WORK TO COMPLETE
Report each line of the data below that contains the string "veined" and copy every such line in full. Match case exactly.

— start DATASET EXTRACT —

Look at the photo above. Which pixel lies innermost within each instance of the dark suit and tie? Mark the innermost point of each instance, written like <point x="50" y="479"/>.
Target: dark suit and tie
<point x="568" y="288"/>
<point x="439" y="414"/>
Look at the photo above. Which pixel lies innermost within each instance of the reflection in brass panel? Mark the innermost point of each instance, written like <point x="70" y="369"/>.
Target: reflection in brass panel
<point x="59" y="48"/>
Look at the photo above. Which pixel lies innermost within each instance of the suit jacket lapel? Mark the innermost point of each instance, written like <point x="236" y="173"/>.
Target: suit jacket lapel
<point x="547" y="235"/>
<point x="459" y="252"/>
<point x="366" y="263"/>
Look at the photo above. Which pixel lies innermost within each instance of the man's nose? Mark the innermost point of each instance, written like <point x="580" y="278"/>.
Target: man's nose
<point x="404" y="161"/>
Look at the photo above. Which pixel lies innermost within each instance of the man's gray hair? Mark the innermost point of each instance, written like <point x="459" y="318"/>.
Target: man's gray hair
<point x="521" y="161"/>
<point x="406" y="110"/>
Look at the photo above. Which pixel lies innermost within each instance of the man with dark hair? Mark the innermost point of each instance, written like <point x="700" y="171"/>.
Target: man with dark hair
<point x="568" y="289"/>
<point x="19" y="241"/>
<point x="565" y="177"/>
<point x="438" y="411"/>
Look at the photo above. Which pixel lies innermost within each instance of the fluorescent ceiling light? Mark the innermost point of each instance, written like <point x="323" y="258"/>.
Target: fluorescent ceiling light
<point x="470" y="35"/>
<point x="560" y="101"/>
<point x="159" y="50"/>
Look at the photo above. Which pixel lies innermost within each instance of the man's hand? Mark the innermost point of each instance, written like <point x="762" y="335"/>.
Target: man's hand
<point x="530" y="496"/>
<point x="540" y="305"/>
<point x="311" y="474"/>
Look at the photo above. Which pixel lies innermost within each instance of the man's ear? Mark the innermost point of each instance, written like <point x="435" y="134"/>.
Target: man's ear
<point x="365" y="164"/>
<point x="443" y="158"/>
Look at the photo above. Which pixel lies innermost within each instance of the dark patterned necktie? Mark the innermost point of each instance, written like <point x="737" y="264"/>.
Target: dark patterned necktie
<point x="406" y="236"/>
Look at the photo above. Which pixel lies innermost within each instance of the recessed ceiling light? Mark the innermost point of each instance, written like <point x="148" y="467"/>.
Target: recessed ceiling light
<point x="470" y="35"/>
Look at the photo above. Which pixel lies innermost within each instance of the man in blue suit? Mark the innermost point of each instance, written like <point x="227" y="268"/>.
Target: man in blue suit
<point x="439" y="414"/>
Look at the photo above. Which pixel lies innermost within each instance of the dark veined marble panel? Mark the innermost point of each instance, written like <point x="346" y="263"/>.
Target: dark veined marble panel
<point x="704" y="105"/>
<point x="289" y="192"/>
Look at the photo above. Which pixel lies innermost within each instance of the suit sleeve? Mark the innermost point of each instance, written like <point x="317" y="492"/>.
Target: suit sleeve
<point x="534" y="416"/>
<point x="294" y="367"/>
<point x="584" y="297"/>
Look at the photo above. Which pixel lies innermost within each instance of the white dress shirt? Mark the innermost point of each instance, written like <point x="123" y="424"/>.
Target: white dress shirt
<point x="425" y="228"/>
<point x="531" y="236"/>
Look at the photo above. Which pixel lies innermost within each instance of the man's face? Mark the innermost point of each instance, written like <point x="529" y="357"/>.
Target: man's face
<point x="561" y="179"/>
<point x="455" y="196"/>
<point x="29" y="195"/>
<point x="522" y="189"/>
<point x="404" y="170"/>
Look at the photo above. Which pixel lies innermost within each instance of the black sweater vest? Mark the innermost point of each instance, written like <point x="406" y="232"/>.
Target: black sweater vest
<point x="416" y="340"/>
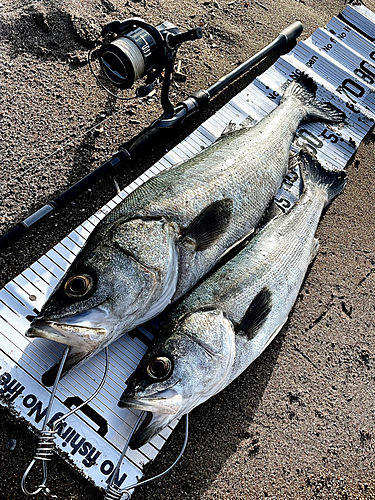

— end DATASET EXTRACT —

COMPLETED TASK
Look at the photo above. Which pixel lies innermost within each instance of the dark veined marble panel? Mark the innermost point of each instance, written like <point x="346" y="263"/>.
Target: dark veined marble panel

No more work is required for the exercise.